■ Task objective
Copy the data below line for line with no changes, and leave the images out of your answer.

--- Start of Data provided ---

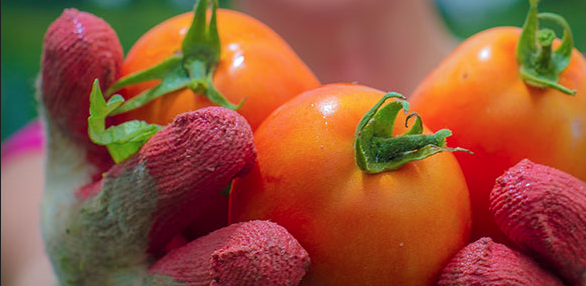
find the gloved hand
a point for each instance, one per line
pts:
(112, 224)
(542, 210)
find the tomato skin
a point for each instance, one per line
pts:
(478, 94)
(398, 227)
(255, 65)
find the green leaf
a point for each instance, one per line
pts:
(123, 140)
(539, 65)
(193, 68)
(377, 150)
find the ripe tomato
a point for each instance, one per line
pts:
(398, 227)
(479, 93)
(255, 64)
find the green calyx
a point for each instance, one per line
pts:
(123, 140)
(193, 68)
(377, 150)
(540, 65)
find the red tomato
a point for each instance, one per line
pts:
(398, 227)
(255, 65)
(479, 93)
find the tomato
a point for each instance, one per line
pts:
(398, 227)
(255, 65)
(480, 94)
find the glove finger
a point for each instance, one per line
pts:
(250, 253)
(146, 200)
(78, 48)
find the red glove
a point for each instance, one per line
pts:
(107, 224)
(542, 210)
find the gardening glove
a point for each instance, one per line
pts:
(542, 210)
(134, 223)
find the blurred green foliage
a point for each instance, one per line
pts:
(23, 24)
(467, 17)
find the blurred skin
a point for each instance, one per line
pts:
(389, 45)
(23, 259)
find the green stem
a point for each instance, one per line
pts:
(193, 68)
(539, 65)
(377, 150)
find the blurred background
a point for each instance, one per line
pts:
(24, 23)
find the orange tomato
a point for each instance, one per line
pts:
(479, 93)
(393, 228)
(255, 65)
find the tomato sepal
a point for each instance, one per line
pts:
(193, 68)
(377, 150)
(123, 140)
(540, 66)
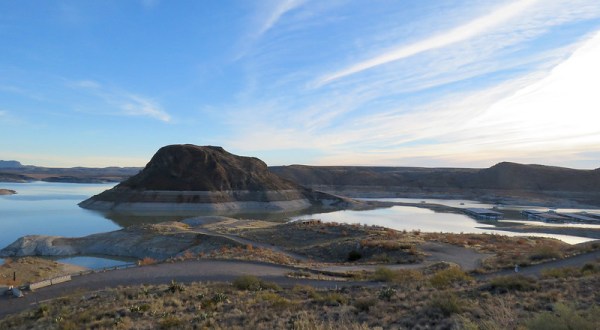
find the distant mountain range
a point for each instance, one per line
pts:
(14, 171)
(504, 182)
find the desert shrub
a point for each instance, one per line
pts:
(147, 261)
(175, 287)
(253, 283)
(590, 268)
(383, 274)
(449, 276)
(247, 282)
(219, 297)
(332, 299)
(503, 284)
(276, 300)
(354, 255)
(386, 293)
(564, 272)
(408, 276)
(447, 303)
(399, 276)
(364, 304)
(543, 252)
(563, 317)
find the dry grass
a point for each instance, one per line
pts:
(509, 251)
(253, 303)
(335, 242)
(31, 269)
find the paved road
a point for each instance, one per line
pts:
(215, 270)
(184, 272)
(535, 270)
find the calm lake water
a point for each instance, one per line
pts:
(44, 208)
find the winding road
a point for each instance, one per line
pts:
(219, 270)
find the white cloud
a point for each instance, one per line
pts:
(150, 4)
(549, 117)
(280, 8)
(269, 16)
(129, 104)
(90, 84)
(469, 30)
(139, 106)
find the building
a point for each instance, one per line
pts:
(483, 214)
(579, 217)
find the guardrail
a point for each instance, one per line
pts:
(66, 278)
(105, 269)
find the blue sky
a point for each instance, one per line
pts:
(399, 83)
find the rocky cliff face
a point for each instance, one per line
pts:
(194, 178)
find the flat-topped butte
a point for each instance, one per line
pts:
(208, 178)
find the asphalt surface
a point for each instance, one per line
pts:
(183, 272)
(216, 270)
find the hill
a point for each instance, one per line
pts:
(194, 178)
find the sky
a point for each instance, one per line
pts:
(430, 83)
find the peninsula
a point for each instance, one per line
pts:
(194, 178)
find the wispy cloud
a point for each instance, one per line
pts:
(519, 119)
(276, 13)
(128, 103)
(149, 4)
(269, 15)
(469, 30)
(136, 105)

--- End of Data provided ---

■ The output
find the gloved hand
a point for each instance, one per line
pts:
(112, 224)
(542, 210)
find the tomato skin
a point for each instance, one per line
pts:
(478, 94)
(398, 227)
(255, 65)
find the green leaf
a point for each instance, one per line
pts:
(123, 140)
(539, 65)
(193, 68)
(377, 150)
find the ripe tomato
a point for each instance, one per line
pts:
(398, 227)
(479, 93)
(255, 64)
find the green calyx
a point for each instance, one per line
pts:
(123, 140)
(193, 68)
(377, 150)
(540, 65)
find the red tomato
a point for each instance, one per line
pts:
(398, 227)
(255, 65)
(479, 93)
find the tomato
a point for each instance, one per line
pts:
(398, 227)
(255, 65)
(480, 94)
find the glove finger
a point for each instance, one per line
pts:
(250, 253)
(146, 200)
(78, 48)
find the red glove
a point for each instance, one per line
pts:
(107, 224)
(542, 210)
find the gardening glove
a point for each instance, one per line
pts:
(542, 210)
(134, 223)
find the blurred green foliage
a point for each instance, one per line
pts:
(23, 24)
(467, 17)
find the blurred skin
a point for each instance, one per line
pts:
(389, 45)
(23, 259)
find the green stem
a point for each instance, one per line
pts:
(193, 68)
(539, 65)
(377, 150)
find the blurred background
a point for each instance, one per line
pts:
(24, 23)
find the orange tomato
a point for each instance, one per line
pts:
(479, 93)
(393, 228)
(255, 65)
find the tomato sepal
a point for each instance, one per line
pts:
(193, 68)
(377, 150)
(123, 140)
(540, 66)
find the distant mountain range
a point for each instance, one per line
pts:
(14, 171)
(504, 182)
find the desert shrub
a point for each instance, one per line
pts:
(147, 261)
(175, 287)
(253, 283)
(590, 268)
(383, 274)
(449, 276)
(247, 282)
(219, 297)
(332, 299)
(503, 284)
(276, 300)
(354, 255)
(386, 293)
(564, 272)
(408, 276)
(447, 303)
(399, 276)
(364, 304)
(543, 252)
(563, 317)
find the dry grass
a point for each instance, one per line
pts:
(509, 251)
(253, 303)
(335, 242)
(31, 269)
find the paved road
a point for each instance, one per line
pts:
(215, 270)
(184, 272)
(535, 270)
find the calm lake water
a point for each instance, one per line
pts:
(44, 208)
find the winding road
a point for each instance, one per line
pts:
(219, 270)
find the white cloud
a point for each instance, one per line
pts:
(150, 4)
(549, 117)
(280, 8)
(269, 16)
(129, 104)
(90, 84)
(469, 30)
(139, 106)
find the building
a point for each instance, one per line
pts:
(483, 214)
(579, 217)
find the guardrail
a point for each instance, one per line
pts:
(66, 278)
(105, 269)
find the blue sky
a point for each instance, one per line
pts:
(399, 83)
find the rocky cliff face
a point for each instance, one per line
pts:
(194, 178)
find the flat-topped butte
a point for each instance, one per line
pts:
(208, 178)
find the asphalt surface
a point for each instance, one per line
pts:
(183, 272)
(216, 270)
find the hill
a point for each instance, one per line
pts:
(194, 178)
find the sky
a point for each instance, one per line
pts:
(430, 83)
find the peninsula
a point for each instance, one per line
pts:
(194, 178)
find the wispy cloud
a point for each instance, one per line
pts:
(519, 119)
(276, 13)
(128, 103)
(149, 4)
(269, 15)
(469, 30)
(136, 105)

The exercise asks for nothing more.